→ YOUR TASK
Could you rewrite the entries below, swapping every "grass verge" for "roadside strip", keeping everything else unchanged and leaving the pictures out?

→ RECORD EXTRACTS
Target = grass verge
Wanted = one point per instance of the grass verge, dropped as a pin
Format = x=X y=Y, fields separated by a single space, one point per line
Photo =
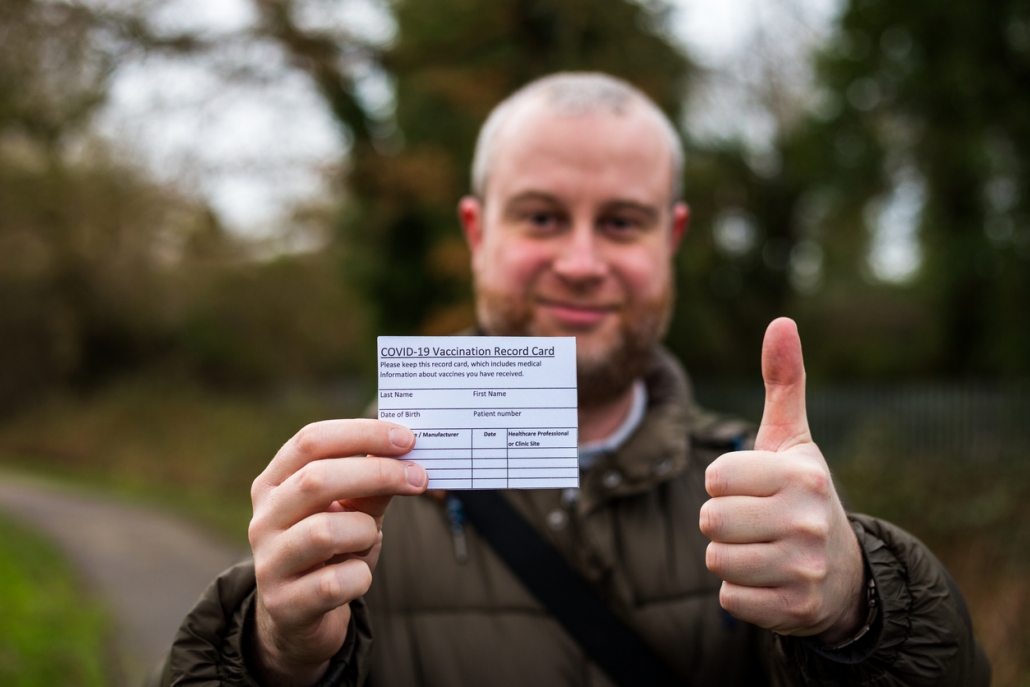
x=52 y=633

→ WRITTEN SOLUTION
Target = roadside strip
Wanted = one point per instance of the roadside strip, dropped as a pin
Format = x=X y=Y, fields separated by a single space, one point per line
Photo =
x=52 y=633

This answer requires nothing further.